== Exercise instructions ==
Repeat each entry in the data, exactly.

[Dataset entries]
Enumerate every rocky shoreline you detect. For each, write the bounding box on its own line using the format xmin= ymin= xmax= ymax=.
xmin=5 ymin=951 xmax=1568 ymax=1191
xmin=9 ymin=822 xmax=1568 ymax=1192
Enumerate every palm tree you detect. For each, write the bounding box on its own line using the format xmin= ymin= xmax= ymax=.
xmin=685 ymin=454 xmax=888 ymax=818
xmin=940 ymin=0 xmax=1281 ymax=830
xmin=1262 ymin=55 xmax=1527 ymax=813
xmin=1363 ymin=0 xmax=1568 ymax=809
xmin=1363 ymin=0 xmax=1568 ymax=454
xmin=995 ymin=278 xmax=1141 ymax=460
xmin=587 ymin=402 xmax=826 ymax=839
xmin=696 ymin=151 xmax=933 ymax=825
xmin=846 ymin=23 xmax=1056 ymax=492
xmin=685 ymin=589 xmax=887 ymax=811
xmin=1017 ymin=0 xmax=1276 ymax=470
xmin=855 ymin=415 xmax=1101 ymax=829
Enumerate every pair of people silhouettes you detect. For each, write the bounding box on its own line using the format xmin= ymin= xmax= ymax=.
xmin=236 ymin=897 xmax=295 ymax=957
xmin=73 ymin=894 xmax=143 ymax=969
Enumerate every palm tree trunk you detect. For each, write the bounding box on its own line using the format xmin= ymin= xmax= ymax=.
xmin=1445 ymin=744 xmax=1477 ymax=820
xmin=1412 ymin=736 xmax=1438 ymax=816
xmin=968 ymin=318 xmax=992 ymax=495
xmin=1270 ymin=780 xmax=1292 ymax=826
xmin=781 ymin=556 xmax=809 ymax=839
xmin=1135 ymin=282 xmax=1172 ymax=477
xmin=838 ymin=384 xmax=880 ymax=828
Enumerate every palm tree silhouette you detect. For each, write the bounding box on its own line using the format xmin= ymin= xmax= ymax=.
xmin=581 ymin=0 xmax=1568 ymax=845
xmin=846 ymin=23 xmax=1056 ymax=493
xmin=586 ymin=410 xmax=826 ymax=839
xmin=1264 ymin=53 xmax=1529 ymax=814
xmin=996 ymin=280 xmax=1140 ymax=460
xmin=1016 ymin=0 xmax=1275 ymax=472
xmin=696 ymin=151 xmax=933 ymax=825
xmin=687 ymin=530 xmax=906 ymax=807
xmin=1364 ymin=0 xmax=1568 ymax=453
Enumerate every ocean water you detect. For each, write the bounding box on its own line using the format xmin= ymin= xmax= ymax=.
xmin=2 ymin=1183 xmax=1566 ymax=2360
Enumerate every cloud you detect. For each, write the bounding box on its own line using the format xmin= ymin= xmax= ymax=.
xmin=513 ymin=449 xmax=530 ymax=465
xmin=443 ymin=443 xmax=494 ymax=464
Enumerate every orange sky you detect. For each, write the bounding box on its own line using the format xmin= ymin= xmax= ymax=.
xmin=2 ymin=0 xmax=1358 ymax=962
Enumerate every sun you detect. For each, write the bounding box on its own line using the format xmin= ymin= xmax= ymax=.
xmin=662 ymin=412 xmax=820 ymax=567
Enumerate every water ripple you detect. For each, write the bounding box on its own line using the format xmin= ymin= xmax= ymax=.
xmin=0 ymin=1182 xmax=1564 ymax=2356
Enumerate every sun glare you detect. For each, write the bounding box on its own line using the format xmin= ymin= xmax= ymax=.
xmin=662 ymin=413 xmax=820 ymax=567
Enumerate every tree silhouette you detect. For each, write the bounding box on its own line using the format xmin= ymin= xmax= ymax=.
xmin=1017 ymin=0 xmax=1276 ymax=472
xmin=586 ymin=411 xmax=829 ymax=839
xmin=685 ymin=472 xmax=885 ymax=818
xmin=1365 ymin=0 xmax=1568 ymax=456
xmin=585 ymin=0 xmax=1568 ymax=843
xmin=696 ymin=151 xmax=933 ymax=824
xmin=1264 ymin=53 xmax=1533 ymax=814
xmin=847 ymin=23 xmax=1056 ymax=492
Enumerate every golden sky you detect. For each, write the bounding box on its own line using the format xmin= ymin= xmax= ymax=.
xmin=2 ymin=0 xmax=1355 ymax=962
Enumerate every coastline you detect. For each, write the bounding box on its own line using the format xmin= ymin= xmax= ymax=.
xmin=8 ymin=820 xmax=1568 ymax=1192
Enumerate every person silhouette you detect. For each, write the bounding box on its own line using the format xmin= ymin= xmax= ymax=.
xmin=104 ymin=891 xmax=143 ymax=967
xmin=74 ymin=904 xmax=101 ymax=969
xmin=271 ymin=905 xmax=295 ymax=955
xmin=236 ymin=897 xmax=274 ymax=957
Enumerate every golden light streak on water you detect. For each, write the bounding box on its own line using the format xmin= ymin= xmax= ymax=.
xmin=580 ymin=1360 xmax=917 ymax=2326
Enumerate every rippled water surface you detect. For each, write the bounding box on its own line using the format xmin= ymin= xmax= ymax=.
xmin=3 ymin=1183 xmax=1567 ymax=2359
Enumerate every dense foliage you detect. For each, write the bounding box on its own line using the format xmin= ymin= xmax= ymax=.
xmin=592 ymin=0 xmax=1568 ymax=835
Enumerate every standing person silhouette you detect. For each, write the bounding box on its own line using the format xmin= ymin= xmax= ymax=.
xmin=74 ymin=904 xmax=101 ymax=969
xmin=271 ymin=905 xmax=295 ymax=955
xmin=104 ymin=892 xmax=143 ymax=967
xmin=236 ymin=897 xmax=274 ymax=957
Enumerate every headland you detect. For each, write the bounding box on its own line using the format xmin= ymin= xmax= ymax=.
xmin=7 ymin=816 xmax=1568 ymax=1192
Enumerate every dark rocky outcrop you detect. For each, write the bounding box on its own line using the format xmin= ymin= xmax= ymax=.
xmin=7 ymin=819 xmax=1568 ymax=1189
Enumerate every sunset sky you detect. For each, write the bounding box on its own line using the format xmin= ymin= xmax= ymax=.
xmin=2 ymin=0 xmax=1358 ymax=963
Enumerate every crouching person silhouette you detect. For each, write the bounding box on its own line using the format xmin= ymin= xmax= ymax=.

== Solution ==
Enumerate every rocky shoreline you detect. For each, write the bounding box on its own line using the format xmin= ymin= xmax= ymax=.
xmin=5 ymin=951 xmax=1568 ymax=1191
xmin=9 ymin=822 xmax=1568 ymax=1192
Enumerate every palm tree you detect. For each, write the bounding box on its own line using the format xmin= ymin= xmax= ymax=.
xmin=685 ymin=454 xmax=888 ymax=818
xmin=940 ymin=0 xmax=1281 ymax=830
xmin=1262 ymin=55 xmax=1527 ymax=813
xmin=1363 ymin=0 xmax=1568 ymax=809
xmin=1363 ymin=0 xmax=1568 ymax=454
xmin=995 ymin=278 xmax=1141 ymax=460
xmin=587 ymin=402 xmax=826 ymax=839
xmin=696 ymin=151 xmax=933 ymax=825
xmin=846 ymin=23 xmax=1056 ymax=492
xmin=685 ymin=589 xmax=887 ymax=811
xmin=1017 ymin=0 xmax=1276 ymax=470
xmin=855 ymin=415 xmax=1101 ymax=829
Enumerate every pair of people silhouettes you detect. For each, write the bounding box on its own line using the format xmin= ymin= xmax= ymax=.
xmin=236 ymin=897 xmax=295 ymax=957
xmin=73 ymin=894 xmax=143 ymax=969
Enumerate every palm tree trunk you detect. For each, write the bounding box on its own line using the format xmin= ymin= xmax= ymax=.
xmin=1445 ymin=744 xmax=1477 ymax=820
xmin=1412 ymin=736 xmax=1438 ymax=816
xmin=968 ymin=318 xmax=992 ymax=495
xmin=1270 ymin=780 xmax=1292 ymax=826
xmin=781 ymin=556 xmax=809 ymax=839
xmin=1135 ymin=282 xmax=1172 ymax=477
xmin=838 ymin=384 xmax=880 ymax=828
Enumerate every palm tree silhouette you detect. For each, write the bounding box on its own line using the format xmin= ymin= xmax= ymax=.
xmin=581 ymin=0 xmax=1568 ymax=845
xmin=846 ymin=23 xmax=1056 ymax=493
xmin=586 ymin=410 xmax=826 ymax=839
xmin=1264 ymin=53 xmax=1529 ymax=814
xmin=996 ymin=280 xmax=1140 ymax=460
xmin=1016 ymin=0 xmax=1275 ymax=472
xmin=696 ymin=151 xmax=933 ymax=825
xmin=687 ymin=530 xmax=906 ymax=807
xmin=1364 ymin=0 xmax=1568 ymax=453
Enumerate every ocean water you detect. For each, write the bounding box on its own line using the format xmin= ymin= xmax= ymax=.
xmin=2 ymin=1183 xmax=1566 ymax=2360
Enumerate every cloud you detect. For each, write the bounding box on its own line using the format xmin= ymin= xmax= ymax=.
xmin=513 ymin=449 xmax=530 ymax=465
xmin=443 ymin=443 xmax=494 ymax=464
Enumerate every orange sky you detect. For each, write the bounding box on its own line using the format xmin= ymin= xmax= ymax=.
xmin=2 ymin=0 xmax=1358 ymax=962
Enumerate every sun you detect. For each, write the bounding box on its own line using the format xmin= ymin= xmax= ymax=.
xmin=662 ymin=412 xmax=820 ymax=567
Enumerate every water ripple you detect. For each, write the bounding box on its own line using the format xmin= ymin= xmax= ymax=.
xmin=0 ymin=1182 xmax=1564 ymax=2356
Enumerate every sun glare you detect. For each, write the bounding box on its own line using the format xmin= ymin= xmax= ymax=.
xmin=662 ymin=413 xmax=820 ymax=567
Enumerate every tree silhouette you detect. For each, write the bounding box on its own line using the format xmin= ymin= xmax= ymax=.
xmin=1017 ymin=0 xmax=1276 ymax=472
xmin=586 ymin=411 xmax=829 ymax=839
xmin=685 ymin=472 xmax=885 ymax=818
xmin=1365 ymin=0 xmax=1568 ymax=456
xmin=585 ymin=0 xmax=1568 ymax=843
xmin=696 ymin=151 xmax=933 ymax=824
xmin=1264 ymin=53 xmax=1533 ymax=814
xmin=847 ymin=23 xmax=1056 ymax=492
Enumerate every golden sky you detect. For each, write the bounding box on its own line using the format xmin= ymin= xmax= ymax=.
xmin=2 ymin=0 xmax=1355 ymax=962
Enumerate every coastline you detect. For each, write the bounding box on its own line using the format xmin= ymin= xmax= ymax=.
xmin=8 ymin=820 xmax=1568 ymax=1192
Enumerate every person silhouette you detect. For each, write the bounding box on its own line using the format xmin= ymin= xmax= ymax=.
xmin=104 ymin=891 xmax=143 ymax=967
xmin=74 ymin=904 xmax=101 ymax=969
xmin=271 ymin=905 xmax=295 ymax=955
xmin=236 ymin=897 xmax=274 ymax=957
Enumerate every golden light streak on water you detect. For each, write the bounding box on its own line using the format xmin= ymin= xmax= ymax=.
xmin=580 ymin=1360 xmax=917 ymax=2326
Enumerate every rippled water surface you detect. For each, write the bounding box on its own line using the format xmin= ymin= xmax= ymax=.
xmin=3 ymin=1183 xmax=1567 ymax=2359
Enumerate every dense foliage you detect. For each, write the bounding box on its own line using the format xmin= ymin= xmax= ymax=.
xmin=592 ymin=0 xmax=1568 ymax=835
Enumerate every standing person silhouette you detect. For each, write the bounding box on its own line using the format xmin= ymin= xmax= ymax=.
xmin=74 ymin=904 xmax=101 ymax=969
xmin=271 ymin=905 xmax=295 ymax=955
xmin=104 ymin=892 xmax=143 ymax=967
xmin=236 ymin=897 xmax=274 ymax=957
Enumerate every headland you detect. For each, write the bounding box on its own line using the format xmin= ymin= xmax= ymax=.
xmin=7 ymin=816 xmax=1568 ymax=1192
Enumerate every dark rocky outcrop you detect. For each, write the bounding box on its own line using the format xmin= ymin= xmax= ymax=.
xmin=7 ymin=819 xmax=1568 ymax=1189
Enumerate every sunset sky you detect. For each, write the bounding box on its own line using the format xmin= ymin= xmax= ymax=.
xmin=2 ymin=0 xmax=1358 ymax=963
Enumerate every crouching person silhouette you detect. For each, write the bounding box on its own line using the format xmin= ymin= xmax= ymax=.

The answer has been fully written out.